> _Task description_
Format the lines from the one containing "outline ceiling light fixture" through the one containing "186L439 188L443 185L449" as a Markdown table with the columns Row and Line, numbering each row. Omit blank lines and leave the pictures out.

> _Raw data_
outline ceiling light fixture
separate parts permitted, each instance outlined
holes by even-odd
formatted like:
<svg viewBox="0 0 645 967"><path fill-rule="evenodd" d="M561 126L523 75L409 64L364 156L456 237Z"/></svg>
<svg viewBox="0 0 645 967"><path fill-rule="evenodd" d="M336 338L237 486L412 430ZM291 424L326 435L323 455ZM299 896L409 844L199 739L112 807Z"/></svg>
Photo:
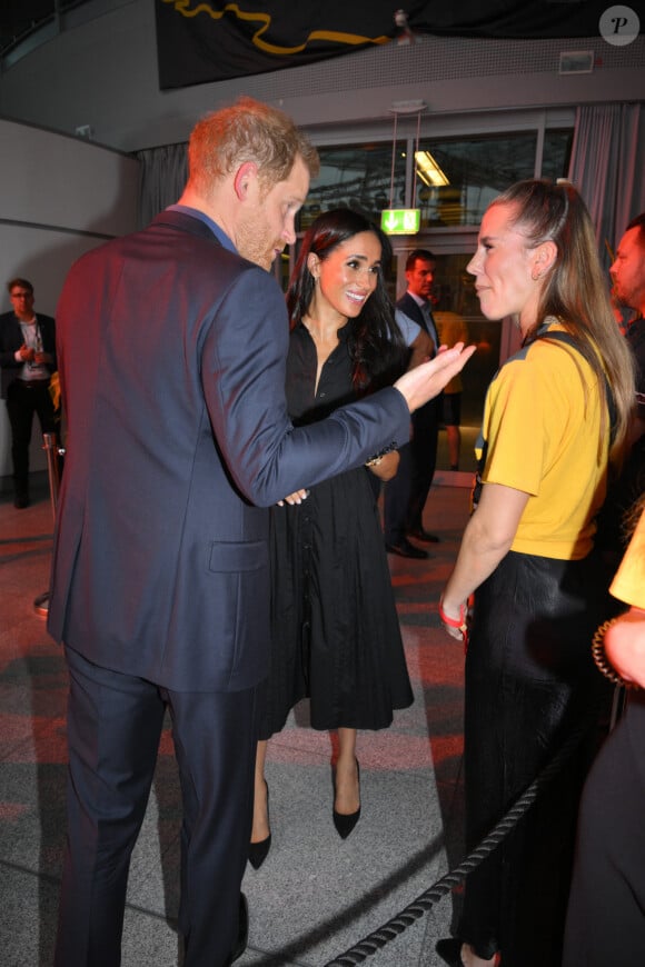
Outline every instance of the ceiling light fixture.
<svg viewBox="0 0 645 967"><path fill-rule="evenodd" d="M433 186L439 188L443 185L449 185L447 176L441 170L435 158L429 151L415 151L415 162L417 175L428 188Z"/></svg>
--
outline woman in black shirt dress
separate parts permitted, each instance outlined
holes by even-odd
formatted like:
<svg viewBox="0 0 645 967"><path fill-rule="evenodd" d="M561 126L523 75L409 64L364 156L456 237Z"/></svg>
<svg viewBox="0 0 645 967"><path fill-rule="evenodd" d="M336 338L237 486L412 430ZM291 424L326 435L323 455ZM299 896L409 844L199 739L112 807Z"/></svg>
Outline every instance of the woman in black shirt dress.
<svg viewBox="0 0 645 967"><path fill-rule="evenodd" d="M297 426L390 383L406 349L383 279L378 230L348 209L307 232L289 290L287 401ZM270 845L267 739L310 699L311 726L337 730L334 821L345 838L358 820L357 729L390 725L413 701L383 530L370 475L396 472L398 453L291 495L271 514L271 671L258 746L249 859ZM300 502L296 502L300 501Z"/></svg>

> _Task result_
| Row | Line |
|---|---|
| 1 | outline ceiling light fixture |
| 2 | separate parts permitted, each instance outlined |
| 3 | holes by even-odd |
| 4 | formatted like: |
| 5 | <svg viewBox="0 0 645 967"><path fill-rule="evenodd" d="M561 126L523 75L409 64L364 156L456 237Z"/></svg> |
| 6 | <svg viewBox="0 0 645 967"><path fill-rule="evenodd" d="M336 338L237 486L412 430ZM291 424L326 435L323 455ZM299 896L409 844L199 739L112 807Z"/></svg> |
| 7 | Photo: |
| 8 | Outline every instance of the ceiling light fixture. |
| 9 | <svg viewBox="0 0 645 967"><path fill-rule="evenodd" d="M433 186L439 188L443 185L449 185L447 176L441 170L435 158L429 151L415 151L415 162L417 175L428 188Z"/></svg> |